ASSIGNMENT:
Without any omission, reproduce the records that follow.

################

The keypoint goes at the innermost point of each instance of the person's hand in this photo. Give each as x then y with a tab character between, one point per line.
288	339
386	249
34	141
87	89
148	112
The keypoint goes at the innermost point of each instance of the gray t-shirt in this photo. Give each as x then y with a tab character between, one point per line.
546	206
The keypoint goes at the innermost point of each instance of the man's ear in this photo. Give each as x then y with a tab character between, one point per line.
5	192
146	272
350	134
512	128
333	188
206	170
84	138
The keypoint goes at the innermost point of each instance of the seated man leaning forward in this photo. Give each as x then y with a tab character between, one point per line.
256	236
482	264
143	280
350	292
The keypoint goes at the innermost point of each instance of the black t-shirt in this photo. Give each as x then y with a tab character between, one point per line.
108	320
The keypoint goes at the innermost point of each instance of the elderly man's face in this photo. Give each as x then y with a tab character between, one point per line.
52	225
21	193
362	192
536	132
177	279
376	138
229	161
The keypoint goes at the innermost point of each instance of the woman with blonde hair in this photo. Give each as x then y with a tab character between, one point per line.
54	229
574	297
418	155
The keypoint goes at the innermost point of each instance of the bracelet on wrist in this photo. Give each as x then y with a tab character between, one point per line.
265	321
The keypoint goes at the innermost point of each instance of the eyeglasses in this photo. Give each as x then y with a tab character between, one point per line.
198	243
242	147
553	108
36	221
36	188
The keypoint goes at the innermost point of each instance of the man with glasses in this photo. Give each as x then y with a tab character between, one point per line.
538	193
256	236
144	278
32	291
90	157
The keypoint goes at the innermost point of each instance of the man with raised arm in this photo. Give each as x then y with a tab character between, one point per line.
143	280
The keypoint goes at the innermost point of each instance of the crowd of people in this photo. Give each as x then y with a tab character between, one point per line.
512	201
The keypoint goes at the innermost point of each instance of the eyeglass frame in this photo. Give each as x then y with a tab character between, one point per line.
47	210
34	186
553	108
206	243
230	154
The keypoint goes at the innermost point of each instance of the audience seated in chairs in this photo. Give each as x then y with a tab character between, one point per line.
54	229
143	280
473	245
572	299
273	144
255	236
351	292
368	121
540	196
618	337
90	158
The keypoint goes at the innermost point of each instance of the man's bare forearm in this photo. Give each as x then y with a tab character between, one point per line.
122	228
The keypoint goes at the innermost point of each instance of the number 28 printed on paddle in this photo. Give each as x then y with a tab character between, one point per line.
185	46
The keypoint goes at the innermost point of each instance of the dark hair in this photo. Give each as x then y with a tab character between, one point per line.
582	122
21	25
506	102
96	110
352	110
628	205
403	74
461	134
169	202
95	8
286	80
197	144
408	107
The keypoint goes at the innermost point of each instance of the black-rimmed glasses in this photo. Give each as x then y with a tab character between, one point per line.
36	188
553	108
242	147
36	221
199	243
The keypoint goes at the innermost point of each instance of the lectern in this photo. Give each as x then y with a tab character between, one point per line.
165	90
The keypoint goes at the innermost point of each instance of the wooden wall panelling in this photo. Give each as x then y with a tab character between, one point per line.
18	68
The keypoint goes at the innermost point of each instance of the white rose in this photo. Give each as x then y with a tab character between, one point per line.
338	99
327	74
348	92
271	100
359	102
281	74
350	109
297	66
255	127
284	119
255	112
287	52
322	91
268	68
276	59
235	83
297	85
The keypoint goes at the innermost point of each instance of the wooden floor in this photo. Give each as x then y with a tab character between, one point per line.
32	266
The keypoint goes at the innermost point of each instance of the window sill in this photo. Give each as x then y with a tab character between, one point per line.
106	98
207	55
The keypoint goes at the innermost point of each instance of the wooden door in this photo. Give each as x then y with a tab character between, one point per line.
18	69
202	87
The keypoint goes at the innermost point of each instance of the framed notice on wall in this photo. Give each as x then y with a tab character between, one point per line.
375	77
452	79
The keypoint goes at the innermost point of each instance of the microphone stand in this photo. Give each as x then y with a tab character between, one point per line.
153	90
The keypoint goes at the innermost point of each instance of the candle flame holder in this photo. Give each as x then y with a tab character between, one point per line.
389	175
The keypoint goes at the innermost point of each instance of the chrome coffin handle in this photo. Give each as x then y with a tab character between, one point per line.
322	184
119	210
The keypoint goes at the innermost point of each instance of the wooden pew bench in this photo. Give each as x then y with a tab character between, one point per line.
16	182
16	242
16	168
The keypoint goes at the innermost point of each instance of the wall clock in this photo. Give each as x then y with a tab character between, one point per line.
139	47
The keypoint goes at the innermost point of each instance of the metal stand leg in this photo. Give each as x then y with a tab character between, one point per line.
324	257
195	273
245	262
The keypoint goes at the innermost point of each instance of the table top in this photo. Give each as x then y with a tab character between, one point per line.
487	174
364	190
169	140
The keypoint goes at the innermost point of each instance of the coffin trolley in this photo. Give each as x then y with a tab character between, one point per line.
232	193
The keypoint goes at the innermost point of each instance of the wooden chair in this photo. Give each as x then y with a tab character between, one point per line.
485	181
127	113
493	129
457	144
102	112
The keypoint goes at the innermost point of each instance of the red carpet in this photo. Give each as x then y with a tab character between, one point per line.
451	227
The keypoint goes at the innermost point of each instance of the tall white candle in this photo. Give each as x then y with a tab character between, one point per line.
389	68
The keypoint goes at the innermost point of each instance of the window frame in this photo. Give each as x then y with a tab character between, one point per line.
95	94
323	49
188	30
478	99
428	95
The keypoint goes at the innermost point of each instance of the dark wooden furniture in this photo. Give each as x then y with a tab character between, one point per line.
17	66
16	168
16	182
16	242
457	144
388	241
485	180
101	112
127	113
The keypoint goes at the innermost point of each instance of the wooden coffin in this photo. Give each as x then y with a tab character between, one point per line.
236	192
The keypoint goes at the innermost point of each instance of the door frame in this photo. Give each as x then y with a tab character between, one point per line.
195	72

################

YOUR SOLUTION:
The keypoint goes at the innermost point of each instance of the person's hand in this photo. Give each as x then y with a tab character between, one point per line.
288	339
386	249
34	141
87	89
148	112
The keypoint goes at the innermost point of each instance of the gray t-shirt in this photo. Give each as x then y with a tab character between, one point per line.
546	206
The keypoint goes at the innermost point of each instance of the man's ear in this photo. Give each as x then y with a tab character between, one point per line.
5	192
146	272
350	134
512	128
333	188
206	170
84	138
The keypoint goes at the innermost point of each instance of the seated man leaning forward in this photo. Give each as x then y with a tab character between, one point per line.
256	236
482	264
143	280
350	292
The keypoint goes at the innermost point of each instance of the black t-shirt in this photo. Give each as x then y with a tab character between, one point per line.
108	320
The keypoint goes at the innermost point of each instance of the elderly man's face in this photo. Give each as x then y with a tab character between, one point per line.
52	225
21	193
362	192
536	132
177	279
376	138
229	161
The keypoint goes at the innermost point of each instance of the woman with blonde hair in this photo. Give each as x then y with a tab character between, one point per line.
54	229
574	297
418	155
The keypoint goes at the innermost point of each instance of the bracelet on wrist in this photo. Give each as x then y with a tab character between, one point per line.
265	321
The keypoint goes at the innermost point of each instance of the eyeglasses in this photo. Give each as x then y with a tab character between, one point per line.
198	243
242	147
553	108
36	221
36	188
The keypoint goes at the innermost point of each instance of the man with glasses in this photo. Give each as x then y with a tab character between, one point per line.
538	193
256	236
144	278
32	291
90	157
The keypoint goes at the innermost point of each instance of the man with raised arm in this photo. Give each as x then y with a tab character between, one point per line.
143	280
The keypoint goes at the innermost point of each instance of the crowd of people in this photo. Give each as x then y with a tab character between, one point per line.
512	201
The keypoint goes at the innermost point of each instance of the eyeglass frame in this photo. Give each as x then y with a tab character between, one point per line.
47	210
34	186
553	108
206	243
230	154
The keypoint goes at the innermost point of each instance of the audience seated in chairs in this photo. Give each as x then y with a tab character between, one point per line.
54	229
143	280
473	245
572	299
273	144
255	236
351	292
368	121
540	196
618	337
90	158
The keypoint goes at the innermost point of each instance of the man's bare forearm in this photo. Give each as x then y with a tab character between, one point per line.
122	228
The keypoint goes at the innermost point of each instance of the number 28 printed on paddle in this photo. Give each as x then y with a tab character between, one point per line.
185	46
The keypoint goes at the innermost point of each instance of the dark hair in this photo. Give each as x then y with a tab character between, one point per line.
582	122
21	25
506	102
96	110
352	110
628	205
403	74
461	134
169	202
95	8
286	80
197	144
408	107
The keypoint goes at the innermost point of each instance of the black-rimmed glasses in this photo. Give each as x then y with a tab character between, one point per line.
36	188
553	108
242	147
36	221
199	243
The keypoint goes at the innermost point of each instance of the lectern in this photo. Give each as x then y with a tab character between, one point per line.
165	90
The keypoint goes at the innermost point of each instance of the wooden wall panelling in this photo. Give each as x then y with a tab character between, one point per line.
18	68
The keypoint goes at the innermost point of each instance of the white rose in this photo. Give each as x then y with a tab character between, one point per line.
338	99
327	74
348	92
271	100
359	102
281	74
350	109
297	66
255	127
284	119
255	112
287	52
322	91
268	68
276	59
235	83
297	85
The keypoint goes at the innermost point of each instance of the wooden floor in this photo. Give each as x then y with a tab character between, one point per line.
32	266
The keypoint goes at the innermost point of each instance of the window sill in this photo. Give each as x then y with a tab character between, one point per line.
106	98
207	55
The keypoint goes at the innermost point of each instance of the wooden door in this photo. Give each as x then y with a tab character between, one point per line.
18	69
202	87
The keypoint goes at the innermost point of each instance of the framed notice on wall in this photo. Give each as x then y with a tab character between, one point per line.
375	77
452	79
The keypoint goes at the innermost point of each instance of the microphone stand in this photo. Give each as x then y with a tab character between, one point per line.
153	90
The keypoint goes at the innermost point of each instance of the candle flame holder in this photo. Give each as x then y with a tab character between, one point per line.
389	175
The keypoint goes at the innermost point of each instance of the chrome coffin handle in this photo. Give each as x then y with a tab character between, one point per line.
322	184
119	210
The keypoint goes at the innermost point of each instance of the wooden pew bench in this photo. Give each as x then y with a tab character between, one point per line.
16	182
16	242
16	168
The keypoint goes at the innermost point of each instance of the wall clock in this photo. Give each as x then y with a tab character between, one point per line.
139	47
The keypoint goes at the innermost point of each instance of the metal stand leg in this photo. Give each as x then y with a tab character between, one point per line.
324	257
195	273
245	262
The keypoint goes at the innermost point of each instance of the table top in this photo. Give each as x then y with a tab character between, one point per line.
487	174
364	190
169	140
The keypoint goes at the innermost point of each instance of the coffin trolley in this photo. Give each as x then y with a tab character between, one point per line.
232	193
The keypoint goes at the innermost point of each instance of the wooden chair in this photo. Give each as x then y with a tab character between, one point per line.
485	181
127	113
493	129
457	144
102	112
The keypoint goes at the innermost point of each instance of the red carpet in this photo. Give each as x then y with a tab character between, one point per line.
451	227
The keypoint goes at the innermost point of each instance of the tall white candle in this photo. Give each as x then y with a tab character between, one point per line.
389	68
The keypoint goes at the innermost point of each instance of the window frame in this photo. Give each as x then y with a tab character between, one point per line.
95	94
323	49
188	30
478	99
428	95
The keypoint goes at the innermost point of each instance of the dark wooden furniture in this photo. Give each as x then y with a tab character between, one point per line.
17	66
16	168
16	182
16	242
457	144
388	241
485	180
101	112
127	113
The keypoint goes at the innermost point of each instance of the wooden coffin in this photo. Give each as x then y with a tab character between, one point per line.
236	192
The keypoint goes at the innermost point of each instance of the door frame in this photo. Give each as x then y with a tab character between, one point per line.
195	72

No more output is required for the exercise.